Instruction 1
Answer these questions from the email validation excerpt, each on its own line:
(a) What should `check_deliverability` be set to when validating in a login form?
(b) Which exception is raised when the domain name fails DNS checks?
(c) Which class is `EmailNotValidError` a subclass of?
Instruction 2
Quote the email validation excerpt word for word, starting with "The validator doesn't, by" and going on through "Null MX record.".
Instruction 3
Rewrite the paragraph of the email validation excerpt that begins "The validator optionally checks" as a short bulleted list that keeps its main facts.

Excerpt to read
------------

This validates the address and gives you its normalized form. You should
**put the normalized form in your database** and always normalize before
checking if an address is in your database. When using this in a login form,
set `check_deliverability` to `False` to avoid unnecessary DNS queries.
### Overview
The module provides a function `validate_email(email_address)` which
takes an email address and:

- Raises a `EmailNotValidError` with a helpful, human-readable error
  message explaining why the email address is not valid, or
- Returns an object with a normalized form of the email address (which
  you should use!) and other information about it.

When an email address is not valid, `validate_email` raises either an
`EmailSyntaxError` if the form of the address is invalid or an
`EmailUndeliverableError` if the domain name fails DNS checks. Both
exception classes are subclasses of `EmailNotValidError`, which in turn
is a subclass of `ValueError`.

But when an email address is valid, an object is returned containing
a normalized form of the email address (which you should use!) and
other information.

The validator doesn't, by default, permit obsoleted forms of email addresses
that no one uses anymore even though they are still valid and deliverable, since
they will probably give you grief if you're using email for login. (See
later in the document about how to allow some obsolete forms.)

The validator optionally checks that the domain name in the email address has
a DNS MX record indicating that it can receive email. (Except a Null MX record.
If there is no MX record, a fallback A/AAAA-record is permitted, unless
a reject-all SPF record is present.) DNS is slow and sometimes unavailable or
unreliable, so consider whether these checks are useful for your use case and
turn them off if they aren't.

------------

Given material
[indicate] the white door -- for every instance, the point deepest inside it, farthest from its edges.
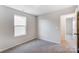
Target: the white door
(68, 31)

------------

Correct response 1
(a) `False`
(b) `EmailUndeliverableError`
(c) `ValueError`

Correct response 2
The validator doesn't, by default, permit obsoleted forms of email addresses
that no one uses anymore even though they are still valid and deliverable, since
they will probably give you grief if you're using email for login. (See
later in the document about how to allow some obsolete forms.)

The validator optionally checks that the domain name in the email address has
a DNS MX record indicating that it can receive email. (Except a Null MX record.

Correct response 3
- The validator can optionally check that the address's domain name has a DNS MX record showing it can receive email, though a Null MX record doesn't count.
- If there is no MX record, a fallback A/AAAA record is accepted unless a reject-all SPF record is present.
- DNS is slow and sometimes unavailable or unreliable, so these checks should be turned off if they aren't useful for the use case.